Stored entries:

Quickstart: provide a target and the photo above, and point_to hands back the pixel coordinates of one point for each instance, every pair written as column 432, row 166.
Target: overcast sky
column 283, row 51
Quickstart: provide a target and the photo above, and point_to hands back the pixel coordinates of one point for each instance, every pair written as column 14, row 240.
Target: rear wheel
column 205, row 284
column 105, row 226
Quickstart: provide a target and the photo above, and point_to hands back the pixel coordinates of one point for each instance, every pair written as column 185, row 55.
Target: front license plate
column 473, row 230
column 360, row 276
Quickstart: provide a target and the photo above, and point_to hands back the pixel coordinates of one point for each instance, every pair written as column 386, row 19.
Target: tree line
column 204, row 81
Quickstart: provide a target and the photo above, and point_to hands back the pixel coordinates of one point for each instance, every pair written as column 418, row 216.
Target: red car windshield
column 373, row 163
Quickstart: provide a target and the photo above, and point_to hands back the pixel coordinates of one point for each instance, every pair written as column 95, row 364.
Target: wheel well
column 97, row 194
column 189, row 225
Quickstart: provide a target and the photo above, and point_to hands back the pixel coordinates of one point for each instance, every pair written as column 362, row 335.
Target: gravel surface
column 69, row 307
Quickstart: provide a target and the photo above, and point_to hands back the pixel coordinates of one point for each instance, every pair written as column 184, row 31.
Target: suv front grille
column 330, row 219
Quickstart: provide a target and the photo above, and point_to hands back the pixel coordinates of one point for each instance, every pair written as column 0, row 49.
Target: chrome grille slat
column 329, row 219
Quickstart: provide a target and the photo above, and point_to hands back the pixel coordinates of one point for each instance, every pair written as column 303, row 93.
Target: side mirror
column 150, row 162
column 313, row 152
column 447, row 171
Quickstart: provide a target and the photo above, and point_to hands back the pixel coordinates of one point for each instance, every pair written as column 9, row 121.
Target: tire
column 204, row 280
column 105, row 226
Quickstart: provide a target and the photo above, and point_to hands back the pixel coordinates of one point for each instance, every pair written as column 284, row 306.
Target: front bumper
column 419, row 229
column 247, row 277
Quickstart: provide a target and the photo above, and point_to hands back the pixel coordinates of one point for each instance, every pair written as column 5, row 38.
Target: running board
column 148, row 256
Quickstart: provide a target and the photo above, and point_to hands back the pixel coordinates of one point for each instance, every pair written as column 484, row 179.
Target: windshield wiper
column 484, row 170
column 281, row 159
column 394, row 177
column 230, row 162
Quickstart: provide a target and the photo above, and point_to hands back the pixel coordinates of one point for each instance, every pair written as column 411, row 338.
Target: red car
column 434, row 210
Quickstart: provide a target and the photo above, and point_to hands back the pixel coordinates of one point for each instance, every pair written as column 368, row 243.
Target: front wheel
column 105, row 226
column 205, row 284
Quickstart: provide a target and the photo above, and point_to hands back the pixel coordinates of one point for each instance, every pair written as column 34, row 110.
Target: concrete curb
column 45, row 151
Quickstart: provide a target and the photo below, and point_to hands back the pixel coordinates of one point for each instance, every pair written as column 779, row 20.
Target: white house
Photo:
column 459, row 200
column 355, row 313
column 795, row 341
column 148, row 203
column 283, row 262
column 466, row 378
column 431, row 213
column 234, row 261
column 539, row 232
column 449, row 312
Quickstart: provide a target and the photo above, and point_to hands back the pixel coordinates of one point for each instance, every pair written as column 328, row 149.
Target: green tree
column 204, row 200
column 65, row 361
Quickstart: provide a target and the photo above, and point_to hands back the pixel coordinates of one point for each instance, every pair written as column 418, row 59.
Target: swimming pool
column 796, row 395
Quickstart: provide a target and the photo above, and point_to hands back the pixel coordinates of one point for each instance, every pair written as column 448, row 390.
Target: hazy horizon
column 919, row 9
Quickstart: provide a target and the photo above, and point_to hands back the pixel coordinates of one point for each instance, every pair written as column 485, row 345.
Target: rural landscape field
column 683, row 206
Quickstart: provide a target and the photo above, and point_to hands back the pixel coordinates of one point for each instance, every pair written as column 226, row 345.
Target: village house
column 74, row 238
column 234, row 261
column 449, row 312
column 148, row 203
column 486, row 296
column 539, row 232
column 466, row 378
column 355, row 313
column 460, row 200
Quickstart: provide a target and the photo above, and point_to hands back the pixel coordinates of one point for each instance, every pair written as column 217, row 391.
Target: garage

Task details: Copy out each line of the data above, exactly, if it lies between the line holding "284, row 306." and the line holding "448, row 390.", inclusive; copy no other line.

Written solution:
Quickstart: provide a target and the photo above, and point_to hands back the pixel coordinates of one point for each instance, every pair written as column 284, row 306.
Target: front bumper
column 419, row 229
column 247, row 277
Quickstart: provide a target and the photo above, and point_to hands back the pixel coordinates of one point for each instance, every pair written as column 5, row 38.
Target: running board
column 148, row 256
Quickstart: provide a target and the photo above, and point_to hands back the pixel coordinates of one point for each instance, every pair written as column 484, row 179.
Target: windshield wiper
column 484, row 170
column 281, row 159
column 394, row 177
column 230, row 162
Quickstart: provide a target and the photo above, and point_to hands back the pixel coordinates of one point for each instance, every pair written as column 411, row 338.
Target: red car
column 434, row 210
Quickstart: provide a target and the photo above, and point_to hands back the pixel coordinates of one point for each instance, every pair written as column 368, row 243.
Target: front wheel
column 105, row 226
column 205, row 284
Quickstart: provide a target and the photo above, and point_to hands back the pixel coordinates of one point for each instance, every pair written as column 34, row 110.
Target: concrete curb
column 45, row 151
Quickstart: provide a target and the photo below, and point_to hands back the pixel coordinates of one point for each instance, every pair written as column 779, row 20.
Target: white house
Photo:
column 459, row 200
column 355, row 313
column 795, row 341
column 148, row 203
column 283, row 262
column 466, row 378
column 431, row 213
column 234, row 261
column 539, row 232
column 449, row 312
Quickstart: provide a target and the photo above, and point_to hands back the pixel coordinates of one point for each instance, every pair written as column 328, row 149.
Target: green tree
column 204, row 200
column 65, row 361
Quickstart: provide a target and the photo above, and point_to hands back the pixel coordinates of one point for each instance, every pair written as column 418, row 59.
Target: swimming pool
column 796, row 395
Quickstart: provide a target and the photo above, and point_to hands back the pixel coordinates of one point for each instance, every pair written as column 448, row 390.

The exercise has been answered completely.